### Goal of the exercise
Each line of the data must be set down again without a single difference.

### Information shown
____
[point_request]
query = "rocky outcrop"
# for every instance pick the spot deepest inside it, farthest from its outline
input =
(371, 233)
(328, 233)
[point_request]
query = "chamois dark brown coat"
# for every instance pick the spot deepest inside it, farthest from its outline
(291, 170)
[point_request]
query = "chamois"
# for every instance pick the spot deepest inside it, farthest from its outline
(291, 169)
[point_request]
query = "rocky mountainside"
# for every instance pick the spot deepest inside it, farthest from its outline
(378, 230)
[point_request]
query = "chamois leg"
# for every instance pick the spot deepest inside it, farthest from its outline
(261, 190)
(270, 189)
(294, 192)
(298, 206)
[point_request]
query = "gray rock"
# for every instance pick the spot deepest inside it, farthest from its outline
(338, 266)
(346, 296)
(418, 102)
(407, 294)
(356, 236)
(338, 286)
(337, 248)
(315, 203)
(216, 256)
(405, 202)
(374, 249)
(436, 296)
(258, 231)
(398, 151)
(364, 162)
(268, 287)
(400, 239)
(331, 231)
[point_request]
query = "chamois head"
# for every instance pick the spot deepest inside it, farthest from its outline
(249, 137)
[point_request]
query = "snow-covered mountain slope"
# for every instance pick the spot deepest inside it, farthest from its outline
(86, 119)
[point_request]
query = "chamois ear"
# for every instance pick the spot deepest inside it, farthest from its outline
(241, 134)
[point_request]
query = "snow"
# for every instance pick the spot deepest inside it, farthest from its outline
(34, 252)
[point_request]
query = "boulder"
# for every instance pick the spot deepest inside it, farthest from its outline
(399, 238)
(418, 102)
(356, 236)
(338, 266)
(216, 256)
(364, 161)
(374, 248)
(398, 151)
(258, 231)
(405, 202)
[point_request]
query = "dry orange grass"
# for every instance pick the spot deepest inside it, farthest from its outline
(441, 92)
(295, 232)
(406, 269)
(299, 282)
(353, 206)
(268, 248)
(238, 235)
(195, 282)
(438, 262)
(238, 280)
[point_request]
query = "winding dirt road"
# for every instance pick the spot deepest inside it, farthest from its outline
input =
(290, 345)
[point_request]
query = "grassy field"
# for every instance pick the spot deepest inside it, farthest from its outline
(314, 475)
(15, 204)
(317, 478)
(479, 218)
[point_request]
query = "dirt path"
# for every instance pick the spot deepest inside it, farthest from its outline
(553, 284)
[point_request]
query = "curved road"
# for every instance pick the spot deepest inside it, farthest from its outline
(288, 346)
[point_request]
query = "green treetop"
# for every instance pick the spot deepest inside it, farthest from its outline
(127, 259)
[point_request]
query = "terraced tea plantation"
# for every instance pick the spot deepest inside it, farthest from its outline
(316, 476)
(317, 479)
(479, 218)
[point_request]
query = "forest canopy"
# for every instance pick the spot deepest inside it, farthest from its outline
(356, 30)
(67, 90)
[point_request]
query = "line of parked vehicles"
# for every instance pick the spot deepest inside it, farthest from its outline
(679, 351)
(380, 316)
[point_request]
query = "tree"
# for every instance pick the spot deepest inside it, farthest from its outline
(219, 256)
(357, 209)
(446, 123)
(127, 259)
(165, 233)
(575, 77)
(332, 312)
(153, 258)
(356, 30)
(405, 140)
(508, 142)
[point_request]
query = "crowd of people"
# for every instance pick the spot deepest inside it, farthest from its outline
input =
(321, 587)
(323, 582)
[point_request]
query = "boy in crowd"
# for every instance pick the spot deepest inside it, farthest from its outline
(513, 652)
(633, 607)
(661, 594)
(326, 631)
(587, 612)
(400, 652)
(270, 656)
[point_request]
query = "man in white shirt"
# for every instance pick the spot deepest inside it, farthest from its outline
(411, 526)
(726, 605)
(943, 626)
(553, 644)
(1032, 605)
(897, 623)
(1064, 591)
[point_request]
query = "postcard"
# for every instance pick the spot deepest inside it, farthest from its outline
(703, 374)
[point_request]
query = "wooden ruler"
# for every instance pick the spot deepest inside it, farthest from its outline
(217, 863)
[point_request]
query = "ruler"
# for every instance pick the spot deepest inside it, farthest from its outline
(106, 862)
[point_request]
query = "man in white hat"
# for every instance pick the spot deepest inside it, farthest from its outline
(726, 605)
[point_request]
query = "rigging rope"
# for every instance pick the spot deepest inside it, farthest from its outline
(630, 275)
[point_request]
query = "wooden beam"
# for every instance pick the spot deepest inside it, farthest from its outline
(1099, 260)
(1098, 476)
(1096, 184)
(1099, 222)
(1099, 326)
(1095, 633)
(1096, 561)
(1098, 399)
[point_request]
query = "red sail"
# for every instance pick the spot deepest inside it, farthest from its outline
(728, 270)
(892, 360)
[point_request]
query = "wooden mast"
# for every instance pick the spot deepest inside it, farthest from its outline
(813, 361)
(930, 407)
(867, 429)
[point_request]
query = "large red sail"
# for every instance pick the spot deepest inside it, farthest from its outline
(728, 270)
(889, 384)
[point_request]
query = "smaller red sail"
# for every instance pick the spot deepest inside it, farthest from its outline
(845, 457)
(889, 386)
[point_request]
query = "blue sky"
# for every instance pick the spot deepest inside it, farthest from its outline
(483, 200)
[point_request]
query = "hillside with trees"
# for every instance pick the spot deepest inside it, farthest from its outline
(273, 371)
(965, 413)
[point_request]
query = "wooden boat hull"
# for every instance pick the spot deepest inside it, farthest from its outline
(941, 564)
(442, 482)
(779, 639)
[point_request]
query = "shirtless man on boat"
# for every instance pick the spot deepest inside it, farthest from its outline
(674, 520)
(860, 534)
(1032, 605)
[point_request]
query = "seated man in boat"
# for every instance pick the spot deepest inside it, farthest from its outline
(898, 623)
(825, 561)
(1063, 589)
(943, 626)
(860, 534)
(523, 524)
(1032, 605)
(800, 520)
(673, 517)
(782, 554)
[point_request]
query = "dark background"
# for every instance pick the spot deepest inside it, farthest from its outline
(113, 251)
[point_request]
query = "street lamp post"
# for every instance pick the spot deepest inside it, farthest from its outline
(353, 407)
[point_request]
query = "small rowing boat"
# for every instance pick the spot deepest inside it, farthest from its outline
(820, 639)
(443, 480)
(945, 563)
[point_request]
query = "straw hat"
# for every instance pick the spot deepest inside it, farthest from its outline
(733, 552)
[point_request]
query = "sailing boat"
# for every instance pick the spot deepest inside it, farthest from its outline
____
### The completed task
[point_request]
query = "rocky outcrop"
# for every instance pick the spot deepest inside it, farthest from its outline
input =
(371, 233)
(328, 233)
[point_request]
query = "chamois dark brown coat"
# for every instance pick the spot deepest inside it, farthest from its outline
(291, 170)
[point_request]
query = "chamois"
# for every instance pick the spot deepest inside it, farthest from its outline
(291, 169)
[point_request]
query = "rocky mountainside"
# for every instance pick the spot deepest inside it, farthest from its outline
(378, 230)
[point_request]
query = "chamois leg"
# for every instance pick the spot deepest inside it, farthest from its outline
(261, 190)
(270, 189)
(294, 192)
(298, 206)
[point_request]
query = "gray rock"
# for every instance pick the spot deepest inside it, farthest from its outline
(338, 266)
(346, 296)
(418, 102)
(407, 294)
(356, 236)
(338, 286)
(337, 248)
(315, 203)
(216, 256)
(405, 202)
(374, 249)
(436, 296)
(258, 231)
(398, 151)
(364, 162)
(268, 287)
(400, 239)
(331, 231)
[point_request]
query = "chamois head"
# for every instance pick the spot deepest inside it, farthest from its outline
(249, 137)
[point_request]
query = "snow-covered mountain slope"
# for every instance pick the spot deepest inside it, farthest from its outline
(86, 119)
[point_request]
query = "chamois ear"
# for every instance pick the spot deepest inside it, farthest from its outline
(241, 134)
[point_request]
query = "snow"
# for every instance pick the spot deepest inside it, farthest from its outline
(34, 252)
[point_request]
query = "boulder"
# for every instance pick the spot deepest inside it, farthest from its outline
(399, 238)
(418, 102)
(356, 236)
(338, 266)
(216, 256)
(364, 161)
(374, 248)
(398, 151)
(258, 231)
(405, 202)
[point_request]
query = "dry orange grass"
# for every instance pick the spot deepest inside it, farthest from its outline
(441, 92)
(295, 232)
(406, 269)
(299, 282)
(353, 206)
(268, 248)
(238, 235)
(195, 282)
(438, 262)
(238, 280)
[point_request]
query = "winding dirt road"
# for every instance pick the spot deepest inside it, farthest from its outline
input =
(290, 345)
[point_request]
query = "grassy field"
# for every instance pick the spot deepest inside it, farthest from its outline
(314, 475)
(15, 204)
(317, 478)
(479, 218)
[point_request]
query = "dirt path"
# for every instance pick the spot deepest inside it, farthest from its outline
(553, 284)
[point_request]
query = "curved road"
# for every instance pick the spot deepest inside it, farthest from its outline
(288, 346)
[point_request]
query = "green treetop"
# for every instance pick the spot deepest inside it, farthest from its outline
(127, 259)
[point_request]
query = "terraced tea plantation"
# for every instance pick the spot deepest inside it, farthest from its outline
(316, 476)
(317, 479)
(479, 218)
[point_request]
query = "forest canopy"
# for every instance pick the spot deepest inside it, farthest from its outline
(356, 30)
(67, 90)
[point_request]
query = "line of parked vehicles"
# for every instance pick the spot deepest inside it, farthest from its outline
(679, 351)
(380, 316)
[point_request]
query = "tree"
# for every instance pick the spot deepest inside it, farthest from its outline
(219, 256)
(357, 209)
(446, 123)
(127, 259)
(165, 233)
(575, 77)
(332, 312)
(153, 258)
(356, 30)
(405, 140)
(508, 142)
[point_request]
query = "crowd of people"
# for every instance pick the spot deepest inside it, farthest from its outline
input =
(321, 587)
(323, 582)
[point_request]
query = "boy in crowd"
# for every instance pick the spot deepest inside it, farthest from its outline
(513, 652)
(633, 607)
(661, 594)
(326, 631)
(587, 612)
(400, 652)
(270, 656)
[point_request]
query = "man in white shirt"
# for every instance pick the spot deepest inside it, farthest from its outline
(411, 526)
(726, 605)
(943, 626)
(553, 644)
(1032, 605)
(897, 623)
(1064, 591)
[point_request]
query = "postcard"
# for every instance pick the spot deepest inside it, farthest from its outline
(703, 374)
[point_request]
query = "wooden ruler"
# for every instance pick the spot deepest inside it, farthest from its outline
(217, 863)
[point_request]
query = "ruler"
# for every instance pick the spot deepest inside it, farthest from its outline
(106, 862)
[point_request]
query = "man in white hat"
# for every instance pick the spot deepest inside it, farthest from its outline
(726, 605)
[point_request]
query = "rigging rope"
# for every instance pick the spot deepest inside it, farthest from its outline
(630, 275)
[point_request]
query = "wooden beam"
# for every instance pick the spot deepest inside it, farthest from its outline
(1099, 260)
(1098, 476)
(1096, 184)
(1099, 222)
(1099, 326)
(1095, 633)
(1096, 561)
(1098, 399)
[point_request]
query = "red sail"
# for every instance pick the spot deepest inside it, farthest from its outline
(728, 270)
(892, 360)
[point_request]
query = "wooden mast"
# for every instance pick the spot deepest inside it, farthest from its outline
(813, 361)
(930, 407)
(867, 429)
[point_request]
query = "large red sail"
# for every instance pick the spot deepest inside it, farthest from its outline
(728, 270)
(889, 384)
[point_request]
query = "smaller red sail"
# for every instance pick the spot deepest inside it, farthest from its outline
(845, 457)
(889, 386)
[point_request]
query = "blue sky"
# for every instance pick the spot deepest inside it, farthest from its outline
(483, 200)
[point_request]
query = "hillside with trees"
# for every instance pick the spot deepest inside it, farthest from its outline
(273, 371)
(965, 413)
[point_request]
query = "wooden boat hull"
# for every instance pick the spot deepest inside it, farthest from its outline
(941, 564)
(442, 482)
(779, 639)
[point_request]
query = "shirtless man on boat"
# for every instance pick the spot deepest inside it, farthest from its outline
(674, 520)
(860, 534)
(1032, 605)
[point_request]
query = "seated man in boat"
# for every instance pick the spot deepest inside it, farthest from its outline
(898, 623)
(825, 561)
(1063, 589)
(943, 626)
(860, 534)
(523, 524)
(1032, 605)
(800, 520)
(673, 517)
(782, 554)
[point_request]
query = "dark background"
# for every instance pick the spot deepest inside it, farthest from its outline
(113, 251)
[point_request]
query = "street lamp post"
# for every instance pick the spot deepest inside it, farthest from its outline
(353, 407)
[point_request]
query = "small rowing boat"
# for every instance pick the spot deepest inside it, farthest from its outline
(820, 639)
(443, 480)
(945, 563)
[point_request]
query = "straw hat"
# for every instance pick the spot deepest inside it, farthest from its outline
(733, 552)
[point_request]
query = "sailing boat"
# for every instance pick the spot deepest inside it, farthest from its outline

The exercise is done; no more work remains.